[Excerpt to read]
----------------

Due to the noteworthy pattern of limbic lobe activation in controls when examining results at the intragroup level, and evidence suggesting that between-group comparisons are often prone to small effect sizes (Lakens, 2013; Hawco et al., 2015), it was of interest to see if any potential trends would emerge by using a less conservative approach. Thus, a further exploratory analysis of this contrast was conducted using a more liberal threshold of P < 0.005 and cluster extent threshold of 120 voxels, corrected to P < 0.01 at the cluster level (determined with the Monte Carlo simulation approach described earlier). This revealed additional higher activation in controls compared with patients in extended limbic regions of the right hemisphere, including the insula, superior temporal pole, amygdala, as well as additional cortical midline structures including the superior mPFC and posterior cingulum (Table 3A, Figure 4).

ROI-specific activation patterns

To further investigate specific activation patterns for the conditions of interest, average β values were extracted for five ROIs within the right hemisphere, based on our resultant neural group differences: AG, middle cingulum, mPFC, amygdala and anterior insula (Figure 4). To visualize activation patterns across these five selected regions more clearly, β values were extracted for an ROI of 11 voxels (9 in-plane voxels surrounding the peak voxel of the chosen ROI, along with one voxel above and below). Mixed-design ANOVA analyses revealed significant interaction effects within the right middle cingulum (F1,28 = 5.067, P = 0.032), amygdala (F1,28 = 2.964, P = 0.0027), and insula (F1,28 = 4.355, P = 0.046) for resultant β values. Post hoc analyses revealed a significant difference in activation between conditions for controls within the amygdala only (P < 0.05), although there was a noteworthy similar trend within the right insula (P = 0.066). To link neural activation patterns to behavioural responses, subjective ratings of HSR traits from the post-scan questionnaire were correlated with β values representing the Self[HSR] condition across the right middle cingulum, amygdala and anterior insula. Patients had significantly higher positive correlations between subjective ratings of HSR traits from the post-scan questionnaire and activation within the right insula compared with controls (Figure 5). Linear regression analyses between HSR trait ratings and the other aforementioned neuroanatomical regions were not significantly different between groups.

Self[LSR] vs Other[LSR]

A complementary contrast was examined with respect to brain activation when receiving negative feedback about the self, compared with the ‘Other[LSR]’ condition. Only the left inferior frontal gyrus was significantly activated in controls. In contrast, patients showed additional activation of the right frontal cortex, parietal regions (i.e. precuneus, AG), left calcarine gyrus and right fusiform gyrus. No significant differences in brain activation were found when directly comparing patients and controls (Table 3B; Figure 3).

Self[HSR + LSR] vs Other[HSR+LSR]

Brain regions related to self-processing were examined by comparing brain activation during the self and other conditions, irrespective of reward valence. In healthy controls, medial prefrontal regions were activated bilaterally (i.e. medial orbital and superior medial frontal gyri; anterior cingulum), along with the hippocampus and amygdala subcortically. Controls also showed significant activation of several temporal regions (i.e. superior, middle and inferior temporal gyri, as well as fusiform and parahippocampal gyri), parietal areas (i.e. precuneus and cingulum), and within the occipital lobe (i.e. superior and middle occipital gyri). By comparison, patients with schizophrenia displayed activity of the right pre- and post-central gyri, and within the parietal lobule (i.e. supramarginal and angular gyri). Direct comparison between groups revealed no significant differences (Table 3C; Figure 3).

----------------

[Records taken from a dataset]
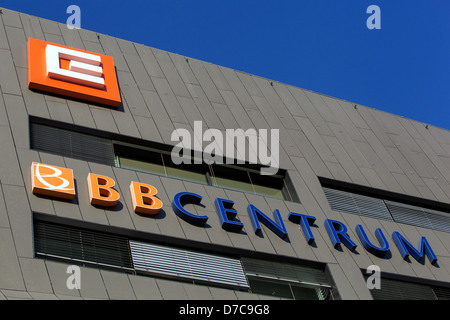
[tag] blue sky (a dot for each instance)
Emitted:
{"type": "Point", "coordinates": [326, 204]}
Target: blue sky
{"type": "Point", "coordinates": [319, 45]}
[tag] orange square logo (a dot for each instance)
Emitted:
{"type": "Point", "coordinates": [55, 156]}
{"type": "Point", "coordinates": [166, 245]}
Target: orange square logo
{"type": "Point", "coordinates": [52, 181]}
{"type": "Point", "coordinates": [72, 72]}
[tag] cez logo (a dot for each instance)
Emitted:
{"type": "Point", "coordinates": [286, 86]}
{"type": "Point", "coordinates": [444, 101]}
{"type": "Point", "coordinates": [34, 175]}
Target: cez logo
{"type": "Point", "coordinates": [52, 181]}
{"type": "Point", "coordinates": [72, 72]}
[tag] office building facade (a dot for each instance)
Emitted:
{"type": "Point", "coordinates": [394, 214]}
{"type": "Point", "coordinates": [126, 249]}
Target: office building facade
{"type": "Point", "coordinates": [93, 205]}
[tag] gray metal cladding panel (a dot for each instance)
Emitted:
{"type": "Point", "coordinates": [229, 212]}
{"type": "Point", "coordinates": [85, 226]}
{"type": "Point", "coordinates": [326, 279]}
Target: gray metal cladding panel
{"type": "Point", "coordinates": [169, 261]}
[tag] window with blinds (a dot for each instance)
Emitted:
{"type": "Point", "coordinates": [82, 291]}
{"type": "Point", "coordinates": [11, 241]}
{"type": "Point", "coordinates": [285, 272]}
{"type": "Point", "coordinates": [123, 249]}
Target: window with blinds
{"type": "Point", "coordinates": [81, 246]}
{"type": "Point", "coordinates": [286, 280]}
{"type": "Point", "coordinates": [192, 265]}
{"type": "Point", "coordinates": [72, 144]}
{"type": "Point", "coordinates": [383, 209]}
{"type": "Point", "coordinates": [401, 290]}
{"type": "Point", "coordinates": [105, 250]}
{"type": "Point", "coordinates": [134, 154]}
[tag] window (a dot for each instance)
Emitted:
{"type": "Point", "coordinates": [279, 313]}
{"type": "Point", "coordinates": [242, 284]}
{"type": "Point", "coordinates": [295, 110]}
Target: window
{"type": "Point", "coordinates": [286, 280]}
{"type": "Point", "coordinates": [156, 159]}
{"type": "Point", "coordinates": [385, 207]}
{"type": "Point", "coordinates": [81, 246]}
{"type": "Point", "coordinates": [196, 266]}
{"type": "Point", "coordinates": [58, 240]}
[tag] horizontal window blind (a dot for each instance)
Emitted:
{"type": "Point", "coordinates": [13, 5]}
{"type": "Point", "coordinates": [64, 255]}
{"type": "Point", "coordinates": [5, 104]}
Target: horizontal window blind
{"type": "Point", "coordinates": [187, 264]}
{"type": "Point", "coordinates": [285, 272]}
{"type": "Point", "coordinates": [418, 216]}
{"type": "Point", "coordinates": [79, 245]}
{"type": "Point", "coordinates": [72, 144]}
{"type": "Point", "coordinates": [377, 208]}
{"type": "Point", "coordinates": [401, 290]}
{"type": "Point", "coordinates": [348, 202]}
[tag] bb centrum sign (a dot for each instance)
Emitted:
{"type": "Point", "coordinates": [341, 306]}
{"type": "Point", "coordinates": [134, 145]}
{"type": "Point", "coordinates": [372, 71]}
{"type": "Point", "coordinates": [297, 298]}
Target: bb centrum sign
{"type": "Point", "coordinates": [58, 182]}
{"type": "Point", "coordinates": [72, 72]}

----------------

Copy the stretch of the brain-activation excerpt from "Self[LSR] vs Other[LSR]" through "3B; Figure 3).". Work from the brain-activation excerpt alone, without drawing on the records.

Self[LSR] vs Other[LSR]

A complementary contrast was examined with respect to brain activation when receiving negative feedback about the self, compared with the ‘Other[LSR]’ condition. Only the left inferior frontal gyrus was significantly activated in controls. In contrast, patients showed additional activation of the right frontal cortex, parietal regions (i.e. precuneus, AG), left calcarine gyrus and right fusiform gyrus. No significant differences in brain activation were found when directly comparing patients and controls (Table 3B; Figure 3).